--- TEXT SHOWN ---
>>>>>

This build was a while ago, but I remember that I clamped the front of the vice to the back then drilled the holes for the rods. Make sure you are drilling plumb. I messed up one side but it is forgiving. I did not use any 2 degree anything.. just flat. Taper the outside top of the vice to allow you to saw at an angle.

I agree that having the threaded rods sticking out the front would suck.

Since this posting, I use this vice for nearly every dovetail. I don't use any dovetail jigs or power tools because this vice makes cutting dovetails so easy. Today I am working on a full chest of drawers for my daughter and all the joints are hand cut dovetails. I can still use some improvement but I would rather have a hand cut dovetail with a tiny gap here and there than a machine cut one in fine furniture.

I made this vice long to fit the sides of chests and larger drawers. I am glad that I did, it comes in handy. The fact that your bench is high, and this vice adds some more height you can joint the ends of some long panels if you want. I even have a stool next to the bench to sit and chisel the half blind dovetails.

I do find that if you can mount this on the side of the bench, you can take the board out of the clamp and place it flat on the workbench and clamp it down to fine tune the joint with chisels, then move back to the moxon.

Good luck and post a pic when you are finished.


----------

<<<<<

--- GIVEN REQUEST ---
In the post about the dovetail vice, why did the author make the vice long?

(Saved data entries)
>>>>>

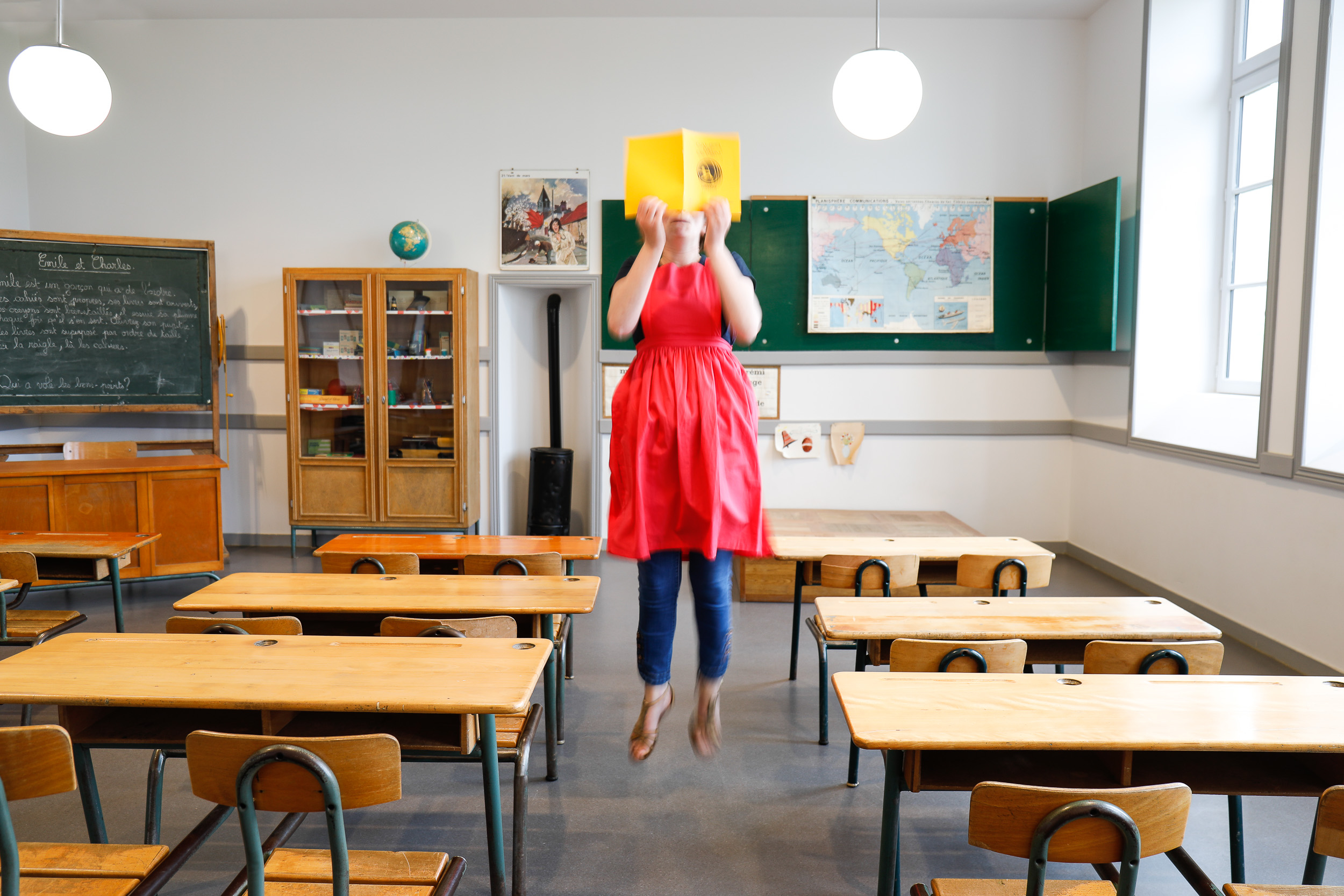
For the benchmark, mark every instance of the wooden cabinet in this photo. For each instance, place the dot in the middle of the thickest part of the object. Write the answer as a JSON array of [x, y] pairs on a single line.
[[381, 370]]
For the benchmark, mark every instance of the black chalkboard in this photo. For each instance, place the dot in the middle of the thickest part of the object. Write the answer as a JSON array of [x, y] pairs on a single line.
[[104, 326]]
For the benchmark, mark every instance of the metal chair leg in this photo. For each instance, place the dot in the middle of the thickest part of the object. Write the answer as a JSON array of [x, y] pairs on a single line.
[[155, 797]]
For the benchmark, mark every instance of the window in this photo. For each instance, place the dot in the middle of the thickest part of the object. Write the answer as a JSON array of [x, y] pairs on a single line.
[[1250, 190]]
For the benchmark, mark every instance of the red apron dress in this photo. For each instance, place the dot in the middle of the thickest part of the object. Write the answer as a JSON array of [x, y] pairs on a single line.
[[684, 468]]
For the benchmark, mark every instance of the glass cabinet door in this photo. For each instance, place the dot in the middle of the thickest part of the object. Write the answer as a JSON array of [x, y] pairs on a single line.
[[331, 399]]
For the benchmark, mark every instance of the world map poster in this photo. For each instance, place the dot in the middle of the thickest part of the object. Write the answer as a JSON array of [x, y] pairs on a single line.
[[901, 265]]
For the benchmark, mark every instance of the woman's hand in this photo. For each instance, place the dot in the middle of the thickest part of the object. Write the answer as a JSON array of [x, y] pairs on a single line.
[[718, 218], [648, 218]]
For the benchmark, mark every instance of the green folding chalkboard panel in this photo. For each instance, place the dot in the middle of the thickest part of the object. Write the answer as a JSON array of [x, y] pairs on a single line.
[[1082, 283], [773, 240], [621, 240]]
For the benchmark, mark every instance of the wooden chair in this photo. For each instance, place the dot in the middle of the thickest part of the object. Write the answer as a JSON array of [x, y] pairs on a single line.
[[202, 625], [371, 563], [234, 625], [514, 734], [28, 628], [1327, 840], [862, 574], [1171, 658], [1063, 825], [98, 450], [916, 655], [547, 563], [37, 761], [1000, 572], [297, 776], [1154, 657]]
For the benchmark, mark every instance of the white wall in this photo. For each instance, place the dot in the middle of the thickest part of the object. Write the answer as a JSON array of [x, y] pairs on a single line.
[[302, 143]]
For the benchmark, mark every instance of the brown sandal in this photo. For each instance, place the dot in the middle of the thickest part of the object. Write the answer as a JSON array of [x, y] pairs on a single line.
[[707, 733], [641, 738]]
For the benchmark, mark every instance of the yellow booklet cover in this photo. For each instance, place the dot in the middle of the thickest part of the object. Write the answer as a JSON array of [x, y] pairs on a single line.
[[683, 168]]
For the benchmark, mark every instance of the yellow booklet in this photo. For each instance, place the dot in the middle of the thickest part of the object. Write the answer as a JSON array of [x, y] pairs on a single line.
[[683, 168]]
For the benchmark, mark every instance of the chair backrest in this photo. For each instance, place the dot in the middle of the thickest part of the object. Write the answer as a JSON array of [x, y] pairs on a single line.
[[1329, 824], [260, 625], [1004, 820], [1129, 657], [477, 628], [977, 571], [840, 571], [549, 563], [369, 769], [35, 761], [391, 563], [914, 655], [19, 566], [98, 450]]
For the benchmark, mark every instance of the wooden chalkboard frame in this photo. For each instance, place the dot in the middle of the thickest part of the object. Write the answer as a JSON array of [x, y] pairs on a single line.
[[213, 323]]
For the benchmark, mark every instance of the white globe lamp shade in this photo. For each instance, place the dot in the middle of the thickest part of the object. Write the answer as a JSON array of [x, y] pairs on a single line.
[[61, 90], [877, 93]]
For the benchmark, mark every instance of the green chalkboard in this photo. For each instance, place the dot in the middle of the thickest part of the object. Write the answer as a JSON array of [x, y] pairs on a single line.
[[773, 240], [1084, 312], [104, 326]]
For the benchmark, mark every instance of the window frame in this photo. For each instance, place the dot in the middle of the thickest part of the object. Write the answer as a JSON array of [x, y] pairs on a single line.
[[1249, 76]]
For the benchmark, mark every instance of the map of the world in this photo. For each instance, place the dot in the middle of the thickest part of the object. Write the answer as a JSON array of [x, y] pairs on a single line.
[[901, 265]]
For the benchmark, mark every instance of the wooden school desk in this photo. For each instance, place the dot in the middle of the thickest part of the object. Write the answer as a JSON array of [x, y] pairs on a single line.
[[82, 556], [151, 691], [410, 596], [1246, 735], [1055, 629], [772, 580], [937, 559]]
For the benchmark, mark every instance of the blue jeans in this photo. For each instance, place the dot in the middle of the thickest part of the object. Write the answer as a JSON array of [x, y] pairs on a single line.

<<<<<

--- FINISHED TASK ---
To fit the sides of chests and larger drawers.